US-China Trade, Currency and Military Skirmishes – Part 2 – The Military

As I was making the final edit of this post, analysts are beginning to observe that the US and Russia are on the verge of plunging into a new Cold War. This will have potentially game-changing effects on the entire global scenario. All minds are straining to assess what this will mean. Unlike the Cold War during the bipolar period of 1945-1990, a new Cold War in today’s polycentric world that is also wrapped around the triangular affairs among the three major nuclear powers (US, Russia and China), is as intriguing as it is unprecedented. That will be the subject of another post soon.

Military Standoff Between The US And China
Even before the election of Donald Trump, the risk of military skirmishes between the US and China has risen to a level never encountered since the Korean War. But at the same time, the coordination and crisis management mechanisms between the military on both sides have also advanced to a very sophisticated stage. The chance of an accidental war is being minimized.

Collected data -
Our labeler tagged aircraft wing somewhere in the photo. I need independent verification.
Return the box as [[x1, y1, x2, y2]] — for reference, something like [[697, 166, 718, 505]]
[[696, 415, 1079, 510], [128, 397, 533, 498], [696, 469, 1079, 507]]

Exercises to complete -
1. Decide whether each of the following statements agrees with the post on US-China military tensions: (a) the risk of military skirmishes between the US and China has reached a level not seen since the Korean War; (b) the coordination mechanisms between the two militaries remain rudimentary; (c) the earlier Cold War is described as belonging to a bipolar period. For each, answer yes or no and quote the deciding words of the post.
2. Print the passage of the post on US-China military tensions starting at "As I was making" and ending at "another post soon.".
3. According to the post on US-China military tensions, which three countries are the major nuclear powers?

The responses -
1.
(a) Yes: "has risen to a level never encountered since the Korean War"
(b) No: "have also advanced to a very sophisticated stage"
(c) Yes: "the bipolar period of 1945-1990"

2.
As I was making the final edit of this post, analysts are beginning to observe that the US and Russia are on the verge of plunging into a new Cold War. This will have potentially game-changing effects on the entire global scenario. All minds are straining to assess what this will mean. Unlike the Cold War during the bipolar period of 1945-1990, a new Cold War in today’s polycentric world that is also wrapped around the triangular affairs among the three major nuclear powers (US, Russia and China), is as intriguing as it is unprecedented. That will be the subject of another post soon.

3. The US, Russia and China.